**** Stored data
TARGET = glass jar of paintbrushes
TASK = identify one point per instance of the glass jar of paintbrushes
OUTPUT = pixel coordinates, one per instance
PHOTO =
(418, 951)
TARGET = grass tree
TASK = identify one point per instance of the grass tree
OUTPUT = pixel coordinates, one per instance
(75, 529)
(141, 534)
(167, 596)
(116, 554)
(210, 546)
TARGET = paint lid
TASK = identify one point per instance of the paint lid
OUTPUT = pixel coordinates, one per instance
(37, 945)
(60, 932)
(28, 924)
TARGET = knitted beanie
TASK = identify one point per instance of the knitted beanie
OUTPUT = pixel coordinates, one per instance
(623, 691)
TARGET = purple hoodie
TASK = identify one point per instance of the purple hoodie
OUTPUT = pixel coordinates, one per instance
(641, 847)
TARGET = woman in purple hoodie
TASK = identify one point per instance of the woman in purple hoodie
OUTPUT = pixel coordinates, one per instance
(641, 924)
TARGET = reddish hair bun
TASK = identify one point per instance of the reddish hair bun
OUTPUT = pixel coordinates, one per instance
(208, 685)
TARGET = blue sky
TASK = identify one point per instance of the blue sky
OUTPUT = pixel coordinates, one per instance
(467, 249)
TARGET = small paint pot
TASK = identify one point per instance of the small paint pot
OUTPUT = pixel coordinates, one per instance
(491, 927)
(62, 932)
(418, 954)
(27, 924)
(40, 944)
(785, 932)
********
Short exercise - Reproduce the entries above without changes, starting at the line containing "TARGET = reddish hair bun" and continuing through the final line of the entries.

Response -
TARGET = reddish hair bun
TASK = identify one point per instance of the reddish hair bun
OUTPUT = pixel coordinates, one per instance
(208, 685)
TARGET = blue sky
TASK = identify one point per instance of the blue sky
OUTPUT = pixel coordinates, one per instance
(467, 249)
TARGET = small paint pot
TASK = identify one point per instance of the small paint pot
OUTPUT = pixel coordinates, one per instance
(491, 927)
(62, 932)
(418, 954)
(27, 924)
(40, 944)
(785, 932)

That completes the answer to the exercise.